[Consegne]:
1. Elenca tutte le attività che, secondo il brano sul monachesimo irlandese, i monaci svolgevano durante il giorno.
2. Per ciascuna affermazione indica se concorda con il brano sul monachesimo irlandese (sì o no) e cita le parole del testo che lo stabiliscono: (a) a Kildare S. Brigide fondò due monasteri; (b) i nobili venivano respinti dai centri monastici; (c) Brendan si recò in Islanda.
---------- Testo scelto
Questa l’origine del monachesimo irlandese. I monaci vivevano da soli, ma si riunivano per cantare Salmi ad ore precise, incluso alzandosi due volte ogni notte. Durante il giorno essi studiavano, lavoravano la terra, pregavano e copiavano libri. Dato che non esistevano città allora in Irlanda, questi centri monastici sono divenuti presto i primi centri abitati, che si distinguevano per prosperità, arte e insegnamento. In pratica i monaci costruirono quelle che sarebbero divenute nel tempo cittadelle universitarie, vere oasi di pace e preghiera, meditazione e contemplazione, apprendimento e insegnamento. Studenti, provenienti dall’Irlanda e da varie parti d’Europa, vi hanno trovato posto. Nessuno, che voleva saperne di più sulla bellezza e sacralità del mondo o che voleva dedicarsi a una vita più austera, veniva rifiutato. Nobili e gente comune hanno ricevuto il benvenuto, scrive il Venerabile Beda.

Così, mentre l’Impero Romano andava in sfacelo, come Thomas Cahill ha scritto nel suo libro How the Irish saved civilization - Come gli irlandesi hanno salvato la civiltà - letteratura e cultura fiorivano in Irlanda in posti come Armagh, Inis More (la più grande delle Isole Aran), Kildare (dove S. Brigide fondò due monasteri), Clonard, Clonmacnoise, Bangor, Clonfert, Durrow, Derry, Glendalough e Lismore. I monaci irlandesi crearono importanti centri di sapere e di irradiazione culturale nella loro patria e anche all’estero. Installatisi in posti di scuole druidiche o in centri di culto pagano, essi hanno facilitato non poco il passaggio dal mondo pagano, di cui loro stessi erano un’espressione, al nuovo mondo della fede cristiana. In quasi tutti i centri monastici irlandesi è brillata, attraverso i secoli, ininterrottamente fino alle “Leggi penali”, la fiamma di una candela, simbolo di fede e faro-guida per tutti.

I monaci non solo pregarono, studiarono e insegnarono in simili centri, ma anche raccolsero poemi epici, storie d’amore, elegie della vita giornaliera, trasmesse oralmente per secoli, proprie della cultura indigena celtica, essenzialmente una cultura pagana. Da questi posti l’Europa ha ricevuto di nuovo cultura e valori e questo tramite i tanti studenti stranieri che frequentavano l’isola e anche tramite i tanti monaci che stavano invadendo spiritualmente il mondo. Columcille si recò a Lindsfarne (Northumbria/Scozia) e poi in Islanda; Brendan, il navigatore in Groelandia e Nord America e molti altri come Colombano, Cataldo, Fredriano, Donato e Gall si sono recati in Europa, dove fondarono monasteri che sarebbero divenuti città, come Bobbio, Fiesole, Lucca, Lumièges, Auxerre, Laon, Luxeuil, Liège, Trier, Wurzburg, Regensburg, Rheinau, Reichenau, Salzburg e Vienna. La visione di S. Patrizio sull’importanza della cultura trasformò i primi cristiani irlandesi nei primi letterati irlandesi.
--------------------
---------- Dati forniti
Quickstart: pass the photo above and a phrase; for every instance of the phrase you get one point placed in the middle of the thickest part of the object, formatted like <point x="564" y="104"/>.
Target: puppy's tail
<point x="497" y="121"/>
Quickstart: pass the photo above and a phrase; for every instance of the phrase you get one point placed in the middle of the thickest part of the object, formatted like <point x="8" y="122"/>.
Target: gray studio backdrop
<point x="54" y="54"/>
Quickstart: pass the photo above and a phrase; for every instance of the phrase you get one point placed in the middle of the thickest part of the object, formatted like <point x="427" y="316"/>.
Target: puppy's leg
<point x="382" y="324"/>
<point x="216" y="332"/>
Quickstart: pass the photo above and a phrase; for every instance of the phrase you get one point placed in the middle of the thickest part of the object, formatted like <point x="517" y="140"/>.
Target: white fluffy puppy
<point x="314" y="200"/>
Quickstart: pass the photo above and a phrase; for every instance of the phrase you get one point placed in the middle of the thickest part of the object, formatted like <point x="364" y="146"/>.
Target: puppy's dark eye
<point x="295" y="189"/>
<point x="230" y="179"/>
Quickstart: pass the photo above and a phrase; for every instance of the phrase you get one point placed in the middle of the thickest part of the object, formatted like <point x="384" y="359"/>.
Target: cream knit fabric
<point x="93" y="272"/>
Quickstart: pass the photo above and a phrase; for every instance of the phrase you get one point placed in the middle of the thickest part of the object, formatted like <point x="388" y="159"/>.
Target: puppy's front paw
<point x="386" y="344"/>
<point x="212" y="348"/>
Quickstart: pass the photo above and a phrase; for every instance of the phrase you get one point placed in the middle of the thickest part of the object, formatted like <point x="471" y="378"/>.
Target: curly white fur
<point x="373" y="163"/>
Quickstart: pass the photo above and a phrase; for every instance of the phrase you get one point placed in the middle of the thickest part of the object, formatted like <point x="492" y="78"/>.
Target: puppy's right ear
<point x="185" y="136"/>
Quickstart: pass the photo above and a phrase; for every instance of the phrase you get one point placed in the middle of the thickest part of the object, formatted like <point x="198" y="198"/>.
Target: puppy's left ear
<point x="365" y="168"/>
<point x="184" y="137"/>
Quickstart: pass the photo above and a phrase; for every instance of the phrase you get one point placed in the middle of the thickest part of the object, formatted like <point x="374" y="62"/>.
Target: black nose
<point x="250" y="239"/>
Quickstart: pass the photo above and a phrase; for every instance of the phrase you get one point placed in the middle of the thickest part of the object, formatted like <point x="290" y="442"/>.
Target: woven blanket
--------------------
[Risposte per consegna]:
1. Studiavano, lavoravano la terra, pregavano e copiavano libri.

2.
(a) Sì: «Kildare (dove S. Brigide fondò due monasteri)».
(b) No: «Nobili e gente comune hanno ricevuto il benvenuto».
(c) No: «Brendan, il navigatore in Groelandia e Nord America».